◆ Extracted records
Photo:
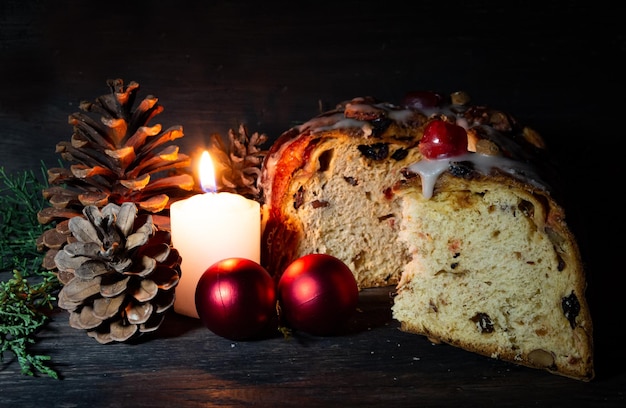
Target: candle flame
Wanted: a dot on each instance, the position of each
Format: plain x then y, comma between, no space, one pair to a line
207,173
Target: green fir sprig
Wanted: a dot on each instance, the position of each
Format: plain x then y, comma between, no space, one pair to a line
27,291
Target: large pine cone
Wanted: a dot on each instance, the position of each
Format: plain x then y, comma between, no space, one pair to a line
115,156
119,273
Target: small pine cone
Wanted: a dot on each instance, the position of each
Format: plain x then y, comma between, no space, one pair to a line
120,272
239,163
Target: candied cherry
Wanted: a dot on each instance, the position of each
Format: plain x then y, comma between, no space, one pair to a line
442,139
421,99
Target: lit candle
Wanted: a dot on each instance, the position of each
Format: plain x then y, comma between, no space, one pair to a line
209,227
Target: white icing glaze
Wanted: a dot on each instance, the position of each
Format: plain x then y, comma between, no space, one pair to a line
430,170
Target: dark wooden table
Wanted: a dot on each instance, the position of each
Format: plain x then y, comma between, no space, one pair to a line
215,65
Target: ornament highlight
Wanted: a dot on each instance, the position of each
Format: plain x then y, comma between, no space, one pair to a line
317,294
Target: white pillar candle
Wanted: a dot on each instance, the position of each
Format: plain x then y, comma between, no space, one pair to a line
207,228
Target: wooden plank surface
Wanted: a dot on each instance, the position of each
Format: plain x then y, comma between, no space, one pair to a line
215,65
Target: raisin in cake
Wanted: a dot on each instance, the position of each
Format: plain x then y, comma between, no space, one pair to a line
451,204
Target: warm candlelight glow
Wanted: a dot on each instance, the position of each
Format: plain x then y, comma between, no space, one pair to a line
209,227
207,173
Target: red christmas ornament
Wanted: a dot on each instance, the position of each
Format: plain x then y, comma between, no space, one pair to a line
317,294
236,298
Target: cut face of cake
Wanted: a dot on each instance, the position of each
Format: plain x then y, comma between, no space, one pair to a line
450,205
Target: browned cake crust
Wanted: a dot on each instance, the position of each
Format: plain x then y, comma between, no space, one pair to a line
476,245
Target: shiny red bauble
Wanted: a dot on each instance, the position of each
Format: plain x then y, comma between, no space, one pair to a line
236,298
317,294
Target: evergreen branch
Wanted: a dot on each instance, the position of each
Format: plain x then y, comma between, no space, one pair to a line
23,303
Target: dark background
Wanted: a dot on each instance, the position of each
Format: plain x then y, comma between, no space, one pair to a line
556,66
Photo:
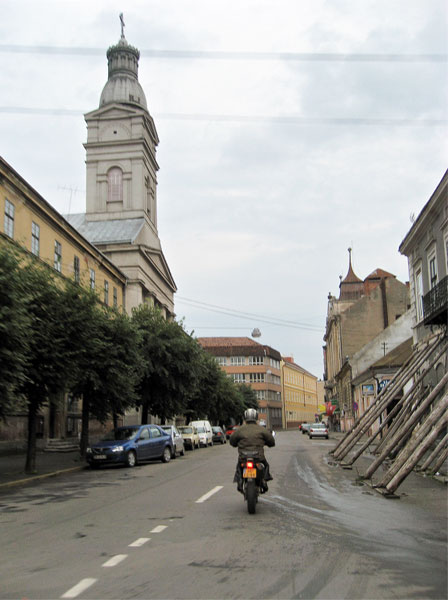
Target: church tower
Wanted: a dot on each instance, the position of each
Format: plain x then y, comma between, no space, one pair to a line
121,187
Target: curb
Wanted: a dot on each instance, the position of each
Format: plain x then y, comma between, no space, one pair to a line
38,477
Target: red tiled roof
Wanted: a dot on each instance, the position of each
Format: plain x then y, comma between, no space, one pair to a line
351,277
227,342
379,274
235,346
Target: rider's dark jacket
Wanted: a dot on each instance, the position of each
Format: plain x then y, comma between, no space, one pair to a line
250,437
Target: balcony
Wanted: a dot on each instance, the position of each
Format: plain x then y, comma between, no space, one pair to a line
435,304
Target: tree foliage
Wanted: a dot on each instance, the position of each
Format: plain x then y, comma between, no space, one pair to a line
169,364
55,337
14,330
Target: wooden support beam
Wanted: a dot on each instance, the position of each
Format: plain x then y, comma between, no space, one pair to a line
406,428
416,455
382,401
442,458
434,454
408,406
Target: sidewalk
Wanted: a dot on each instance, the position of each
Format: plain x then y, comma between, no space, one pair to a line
48,464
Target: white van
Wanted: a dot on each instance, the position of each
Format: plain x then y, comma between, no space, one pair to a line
205,432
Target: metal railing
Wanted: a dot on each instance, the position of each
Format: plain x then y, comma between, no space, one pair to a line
435,304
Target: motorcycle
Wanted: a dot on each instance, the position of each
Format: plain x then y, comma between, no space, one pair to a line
252,470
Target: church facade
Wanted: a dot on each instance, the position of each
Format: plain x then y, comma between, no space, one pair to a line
121,184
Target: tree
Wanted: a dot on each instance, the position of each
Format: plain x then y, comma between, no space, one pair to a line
169,359
14,330
107,366
49,352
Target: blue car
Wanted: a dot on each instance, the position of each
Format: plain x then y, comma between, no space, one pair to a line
130,445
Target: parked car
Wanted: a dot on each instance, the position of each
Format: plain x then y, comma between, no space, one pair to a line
219,437
176,436
130,445
230,430
205,432
190,436
318,430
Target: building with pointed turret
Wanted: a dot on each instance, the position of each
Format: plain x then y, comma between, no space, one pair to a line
363,310
121,196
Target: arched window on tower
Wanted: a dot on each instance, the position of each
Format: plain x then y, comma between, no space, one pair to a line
115,185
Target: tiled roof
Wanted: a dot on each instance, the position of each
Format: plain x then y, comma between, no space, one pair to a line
351,277
237,346
227,342
106,232
379,274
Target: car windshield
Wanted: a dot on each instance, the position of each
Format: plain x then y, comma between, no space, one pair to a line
120,434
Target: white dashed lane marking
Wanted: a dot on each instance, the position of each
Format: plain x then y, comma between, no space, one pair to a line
79,588
115,560
208,494
139,542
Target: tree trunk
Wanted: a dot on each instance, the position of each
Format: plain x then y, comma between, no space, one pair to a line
30,465
84,441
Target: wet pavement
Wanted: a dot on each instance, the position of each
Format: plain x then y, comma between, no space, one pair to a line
48,464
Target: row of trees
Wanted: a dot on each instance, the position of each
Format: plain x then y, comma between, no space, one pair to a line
56,337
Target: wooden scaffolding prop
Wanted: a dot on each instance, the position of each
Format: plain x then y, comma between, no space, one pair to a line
413,425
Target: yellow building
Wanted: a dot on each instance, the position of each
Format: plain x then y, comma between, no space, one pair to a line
299,392
30,221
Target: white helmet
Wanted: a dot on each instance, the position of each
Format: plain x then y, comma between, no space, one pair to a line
251,415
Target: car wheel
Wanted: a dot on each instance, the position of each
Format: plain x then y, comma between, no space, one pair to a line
131,459
166,456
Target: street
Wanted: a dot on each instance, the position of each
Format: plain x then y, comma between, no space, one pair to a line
181,530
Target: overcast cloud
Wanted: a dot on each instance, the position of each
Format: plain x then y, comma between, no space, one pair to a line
289,130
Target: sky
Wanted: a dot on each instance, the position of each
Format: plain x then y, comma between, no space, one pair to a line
290,130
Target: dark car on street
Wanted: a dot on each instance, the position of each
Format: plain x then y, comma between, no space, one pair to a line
230,430
130,445
219,437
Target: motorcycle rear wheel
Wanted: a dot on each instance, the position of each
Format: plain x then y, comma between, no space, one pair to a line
251,496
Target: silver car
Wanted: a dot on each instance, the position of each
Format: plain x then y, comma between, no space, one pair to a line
178,440
318,430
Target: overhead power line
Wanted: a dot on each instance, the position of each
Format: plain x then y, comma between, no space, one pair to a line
278,120
247,315
238,55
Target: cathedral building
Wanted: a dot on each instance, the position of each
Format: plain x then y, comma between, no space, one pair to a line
121,188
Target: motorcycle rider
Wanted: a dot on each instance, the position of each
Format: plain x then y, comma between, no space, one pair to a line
251,436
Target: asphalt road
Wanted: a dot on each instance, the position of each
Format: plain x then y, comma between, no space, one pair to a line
181,530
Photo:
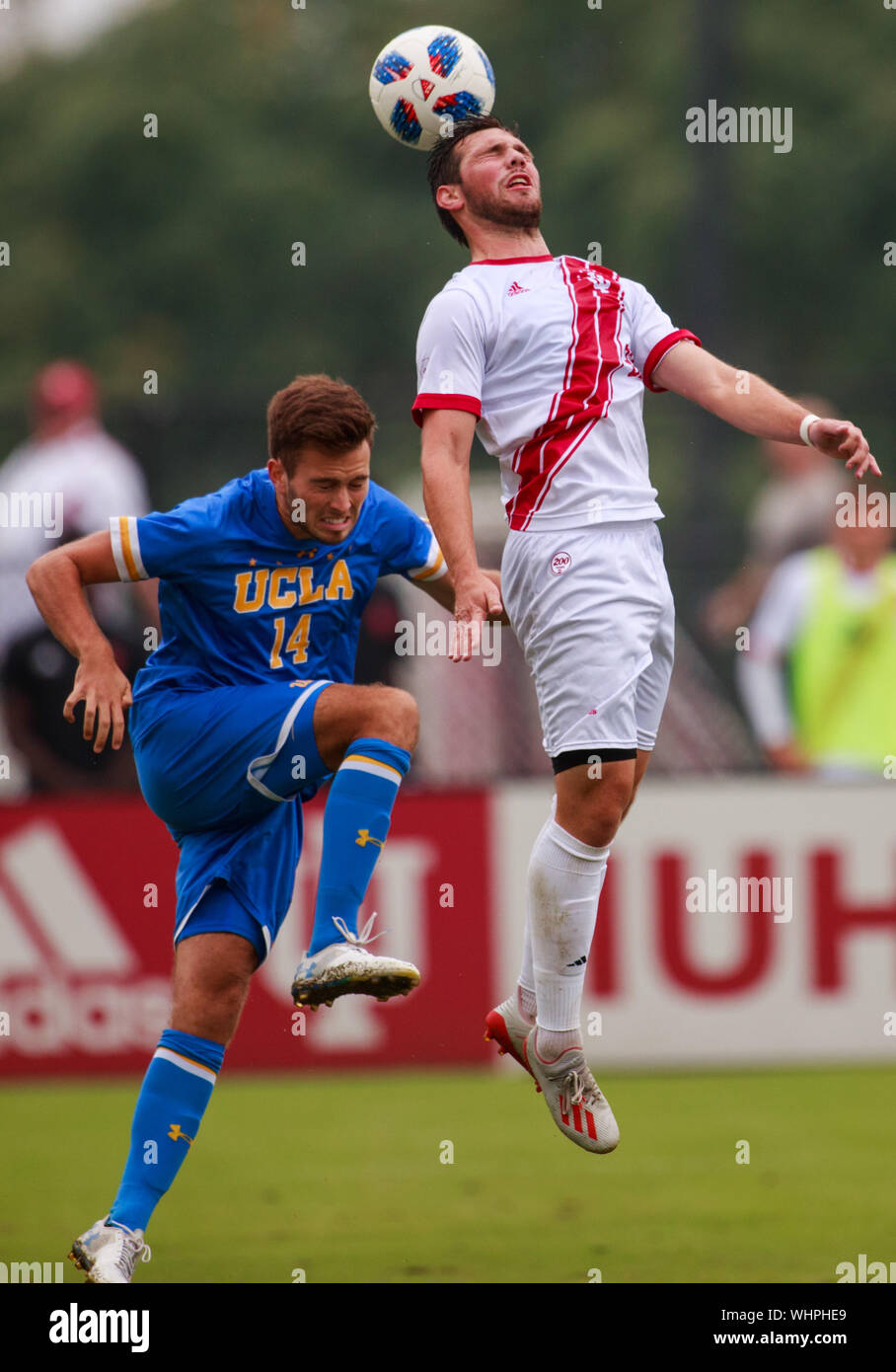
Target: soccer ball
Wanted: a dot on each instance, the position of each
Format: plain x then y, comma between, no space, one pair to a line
425,78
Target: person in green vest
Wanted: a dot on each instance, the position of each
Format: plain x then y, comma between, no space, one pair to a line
818,672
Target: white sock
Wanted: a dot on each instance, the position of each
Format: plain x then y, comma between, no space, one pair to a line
526,1002
564,886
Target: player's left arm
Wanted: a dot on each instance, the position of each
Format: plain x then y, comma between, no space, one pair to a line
442,591
749,404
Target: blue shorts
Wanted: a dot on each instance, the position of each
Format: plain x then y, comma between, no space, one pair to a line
227,769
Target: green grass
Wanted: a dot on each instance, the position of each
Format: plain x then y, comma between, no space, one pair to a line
340,1176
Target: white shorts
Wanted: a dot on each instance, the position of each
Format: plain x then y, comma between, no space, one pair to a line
593,611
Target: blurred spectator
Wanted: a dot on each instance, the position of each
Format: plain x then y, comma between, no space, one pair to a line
792,512
376,658
63,482
828,620
36,681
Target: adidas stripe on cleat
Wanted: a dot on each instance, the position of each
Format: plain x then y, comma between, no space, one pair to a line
576,1104
506,1027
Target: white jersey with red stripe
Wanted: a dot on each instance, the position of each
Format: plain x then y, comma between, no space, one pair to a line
552,355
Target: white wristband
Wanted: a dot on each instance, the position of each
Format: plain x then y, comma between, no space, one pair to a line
804,428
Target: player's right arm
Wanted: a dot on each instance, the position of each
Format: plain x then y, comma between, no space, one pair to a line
448,436
450,373
56,582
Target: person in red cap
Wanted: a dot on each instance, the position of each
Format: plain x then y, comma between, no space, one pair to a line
67,478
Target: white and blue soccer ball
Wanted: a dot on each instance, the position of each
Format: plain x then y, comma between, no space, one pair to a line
425,78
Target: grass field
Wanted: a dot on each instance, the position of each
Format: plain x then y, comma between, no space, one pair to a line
340,1176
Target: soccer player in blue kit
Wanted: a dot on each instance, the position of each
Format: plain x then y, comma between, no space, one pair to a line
246,707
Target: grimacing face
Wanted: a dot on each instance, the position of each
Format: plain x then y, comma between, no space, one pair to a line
324,495
498,180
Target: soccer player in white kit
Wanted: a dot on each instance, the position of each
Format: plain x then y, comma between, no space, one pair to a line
547,358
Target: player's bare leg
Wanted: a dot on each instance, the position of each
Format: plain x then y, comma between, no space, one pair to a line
211,977
365,734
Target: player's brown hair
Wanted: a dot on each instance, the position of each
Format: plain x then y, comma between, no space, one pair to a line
317,412
443,166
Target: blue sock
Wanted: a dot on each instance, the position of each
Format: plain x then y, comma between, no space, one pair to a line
173,1098
355,823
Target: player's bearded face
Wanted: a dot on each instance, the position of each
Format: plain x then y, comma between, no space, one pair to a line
324,495
497,206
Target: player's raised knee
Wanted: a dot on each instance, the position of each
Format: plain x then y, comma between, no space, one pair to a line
396,717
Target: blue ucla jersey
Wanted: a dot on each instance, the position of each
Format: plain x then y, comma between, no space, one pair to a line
243,601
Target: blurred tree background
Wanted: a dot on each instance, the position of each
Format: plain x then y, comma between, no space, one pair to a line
173,254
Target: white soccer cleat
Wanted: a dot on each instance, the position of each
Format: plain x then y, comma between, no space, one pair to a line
109,1253
506,1027
576,1104
348,969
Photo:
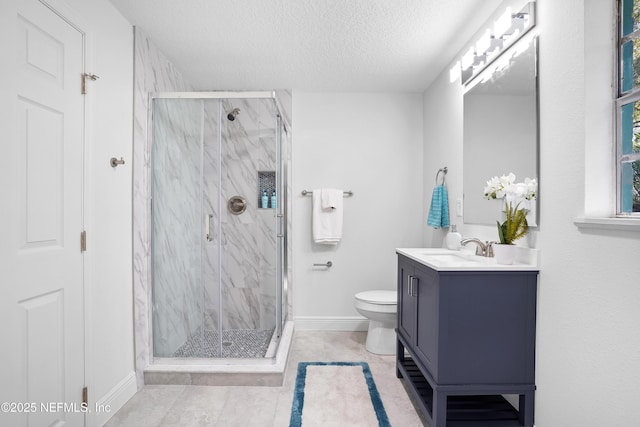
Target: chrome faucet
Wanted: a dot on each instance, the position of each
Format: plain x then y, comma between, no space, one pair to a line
482,249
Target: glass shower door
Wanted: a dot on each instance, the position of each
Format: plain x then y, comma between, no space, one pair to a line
248,226
217,227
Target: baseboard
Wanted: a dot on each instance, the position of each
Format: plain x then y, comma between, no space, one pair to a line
330,323
115,399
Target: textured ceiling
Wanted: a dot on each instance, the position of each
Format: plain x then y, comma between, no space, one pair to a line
313,45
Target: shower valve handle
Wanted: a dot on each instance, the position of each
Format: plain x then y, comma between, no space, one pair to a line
207,227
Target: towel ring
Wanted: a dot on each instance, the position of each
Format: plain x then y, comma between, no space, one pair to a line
444,171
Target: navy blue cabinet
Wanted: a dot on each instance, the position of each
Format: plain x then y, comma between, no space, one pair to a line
465,339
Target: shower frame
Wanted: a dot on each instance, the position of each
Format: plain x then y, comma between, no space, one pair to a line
282,297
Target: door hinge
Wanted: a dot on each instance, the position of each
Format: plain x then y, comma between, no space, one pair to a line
86,76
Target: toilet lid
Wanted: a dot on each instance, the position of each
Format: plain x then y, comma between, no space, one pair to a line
378,297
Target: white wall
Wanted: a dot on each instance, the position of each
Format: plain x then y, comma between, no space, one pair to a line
108,282
588,347
370,143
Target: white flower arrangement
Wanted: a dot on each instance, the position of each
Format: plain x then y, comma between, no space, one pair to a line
515,226
505,187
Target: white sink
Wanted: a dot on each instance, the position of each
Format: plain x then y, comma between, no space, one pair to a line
447,260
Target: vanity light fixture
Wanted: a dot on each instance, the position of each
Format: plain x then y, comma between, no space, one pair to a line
507,28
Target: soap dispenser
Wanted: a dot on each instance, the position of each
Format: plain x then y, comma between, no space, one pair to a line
453,239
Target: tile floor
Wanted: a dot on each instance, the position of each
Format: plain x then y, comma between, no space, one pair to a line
164,405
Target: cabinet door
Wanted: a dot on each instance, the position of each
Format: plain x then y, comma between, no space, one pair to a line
426,334
406,301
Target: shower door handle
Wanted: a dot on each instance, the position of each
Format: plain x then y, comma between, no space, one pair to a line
207,227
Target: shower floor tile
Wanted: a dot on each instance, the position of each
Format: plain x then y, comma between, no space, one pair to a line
236,343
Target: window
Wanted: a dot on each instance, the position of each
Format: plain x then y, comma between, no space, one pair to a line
628,109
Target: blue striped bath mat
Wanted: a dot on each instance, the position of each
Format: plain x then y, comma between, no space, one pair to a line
336,394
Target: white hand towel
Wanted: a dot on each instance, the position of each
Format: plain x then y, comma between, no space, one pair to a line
327,222
330,198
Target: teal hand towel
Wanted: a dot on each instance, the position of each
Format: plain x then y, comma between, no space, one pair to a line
439,211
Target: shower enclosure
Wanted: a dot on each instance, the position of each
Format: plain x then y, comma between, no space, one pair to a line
218,225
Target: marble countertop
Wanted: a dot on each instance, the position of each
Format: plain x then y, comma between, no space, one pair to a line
441,259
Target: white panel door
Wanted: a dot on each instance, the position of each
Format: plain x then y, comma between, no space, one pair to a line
41,185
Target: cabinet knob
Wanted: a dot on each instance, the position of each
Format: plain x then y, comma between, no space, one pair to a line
410,289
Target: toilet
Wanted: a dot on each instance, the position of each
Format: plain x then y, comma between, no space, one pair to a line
380,307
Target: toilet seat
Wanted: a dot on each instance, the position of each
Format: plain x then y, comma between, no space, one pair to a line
378,297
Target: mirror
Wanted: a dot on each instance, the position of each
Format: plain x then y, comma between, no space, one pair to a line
501,130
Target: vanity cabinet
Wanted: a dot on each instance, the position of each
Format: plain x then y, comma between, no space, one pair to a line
465,339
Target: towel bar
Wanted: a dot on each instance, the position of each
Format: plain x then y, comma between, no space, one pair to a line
442,171
346,193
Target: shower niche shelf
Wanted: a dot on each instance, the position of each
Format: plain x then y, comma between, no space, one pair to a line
266,182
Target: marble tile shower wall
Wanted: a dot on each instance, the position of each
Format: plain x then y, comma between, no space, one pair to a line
176,226
248,256
152,73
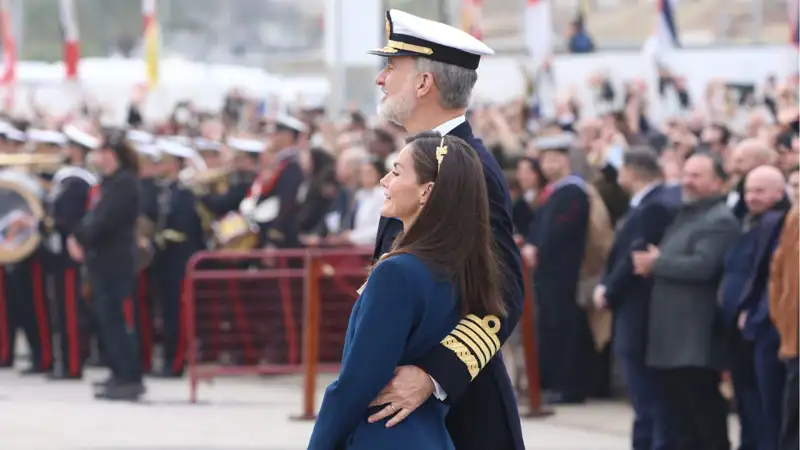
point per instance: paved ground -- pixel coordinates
(233, 414)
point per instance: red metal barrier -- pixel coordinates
(315, 293)
(246, 311)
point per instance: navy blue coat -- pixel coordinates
(404, 310)
(744, 284)
(484, 408)
(628, 295)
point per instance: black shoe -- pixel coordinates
(58, 376)
(103, 383)
(167, 374)
(34, 371)
(123, 391)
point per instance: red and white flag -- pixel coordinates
(539, 30)
(472, 17)
(71, 38)
(8, 74)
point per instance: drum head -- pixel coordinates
(20, 213)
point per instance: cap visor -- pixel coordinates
(388, 52)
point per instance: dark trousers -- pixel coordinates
(745, 388)
(67, 284)
(696, 410)
(770, 378)
(111, 298)
(789, 423)
(650, 425)
(143, 302)
(565, 346)
(26, 290)
(8, 322)
(170, 291)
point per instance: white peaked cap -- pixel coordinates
(80, 137)
(46, 137)
(410, 35)
(246, 145)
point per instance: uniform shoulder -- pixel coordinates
(404, 264)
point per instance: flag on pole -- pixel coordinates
(151, 41)
(583, 10)
(8, 74)
(794, 28)
(471, 17)
(539, 31)
(71, 38)
(665, 36)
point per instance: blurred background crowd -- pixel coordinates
(621, 129)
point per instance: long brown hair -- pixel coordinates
(116, 140)
(452, 232)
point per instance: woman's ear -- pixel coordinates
(426, 193)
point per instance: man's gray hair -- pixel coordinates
(455, 83)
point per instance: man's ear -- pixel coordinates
(424, 84)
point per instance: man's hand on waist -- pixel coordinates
(406, 392)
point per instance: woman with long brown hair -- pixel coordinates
(441, 267)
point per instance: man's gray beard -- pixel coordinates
(395, 112)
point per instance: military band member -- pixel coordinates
(244, 163)
(272, 200)
(179, 235)
(105, 240)
(67, 203)
(150, 173)
(15, 279)
(443, 61)
(34, 312)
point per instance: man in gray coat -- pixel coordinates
(686, 341)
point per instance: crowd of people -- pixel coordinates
(668, 249)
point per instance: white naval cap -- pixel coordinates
(80, 137)
(561, 142)
(409, 35)
(246, 145)
(207, 145)
(151, 151)
(283, 120)
(139, 137)
(46, 137)
(179, 150)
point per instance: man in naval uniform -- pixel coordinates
(427, 83)
(17, 279)
(272, 200)
(179, 235)
(67, 203)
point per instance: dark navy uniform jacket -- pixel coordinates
(404, 311)
(68, 203)
(628, 295)
(484, 413)
(239, 185)
(179, 232)
(107, 232)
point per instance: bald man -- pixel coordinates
(749, 154)
(757, 373)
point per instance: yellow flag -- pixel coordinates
(151, 47)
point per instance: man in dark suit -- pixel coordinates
(427, 86)
(753, 341)
(628, 295)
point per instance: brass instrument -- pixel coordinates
(21, 211)
(234, 232)
(203, 182)
(32, 159)
(146, 234)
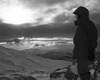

◆ What you have to do
Please reproduce the listing from the line with "point per instance: white peaked" up to and including its final line, swapping "uniform" for "outfit" and keeping everything else unchanged. Leave out the pictures.

◆ Expected answer
point per instance: white peaked cap -- pixel coordinates
(80, 137)
(46, 137)
(410, 35)
(246, 145)
point per instance: outfit shoulder -- pixel coordinates
(404, 264)
point per instance: flag on pole -- pixel coordinates
(151, 41)
(583, 10)
(8, 74)
(794, 28)
(471, 17)
(539, 31)
(71, 38)
(665, 36)
point per instance: blurred background crowd -- pixel coordinates
(621, 129)
point per instance: long brown hair -- pixel coordinates
(116, 140)
(452, 232)
point per instance: woman's ear -- pixel coordinates
(426, 193)
point per instance: man's gray hair -- pixel coordinates
(455, 83)
point per instance: man's ear -- pixel coordinates
(424, 84)
point per instance: man's hand on waist -- pixel coordinates
(406, 392)
point per instance: woman with long brown hair -- pixel coordinates
(441, 267)
point per instance: man's gray beard -- pixel coordinates
(395, 112)
point per instance: military band member -- pixel coordinates
(244, 163)
(272, 200)
(179, 235)
(105, 240)
(67, 203)
(150, 173)
(15, 279)
(443, 61)
(34, 312)
point per instance: man in gray coat -- pixel coordinates
(686, 341)
point per instance: crowd of people -- pixel coordinates
(668, 249)
point per instance: white naval cap -- pixel coordinates
(80, 137)
(561, 142)
(409, 35)
(246, 145)
(207, 145)
(151, 151)
(283, 120)
(139, 137)
(46, 137)
(179, 150)
point per instance: man in naval outfit -- pixel coordinates
(427, 83)
(17, 279)
(272, 200)
(179, 235)
(67, 203)
point per instance: dark navy outfit jacket -- pixel coordinates
(404, 311)
(68, 203)
(628, 295)
(484, 413)
(239, 185)
(179, 232)
(107, 232)
point per instance: bald man -- pixel coordinates
(749, 154)
(757, 373)
point per instance: yellow flag -- pixel coordinates
(151, 47)
point per instance: man in dark suit -- pixel coordinates
(427, 86)
(753, 341)
(628, 295)
point per instance: brass instrument -- pixel coordinates
(21, 211)
(234, 232)
(203, 182)
(32, 159)
(146, 234)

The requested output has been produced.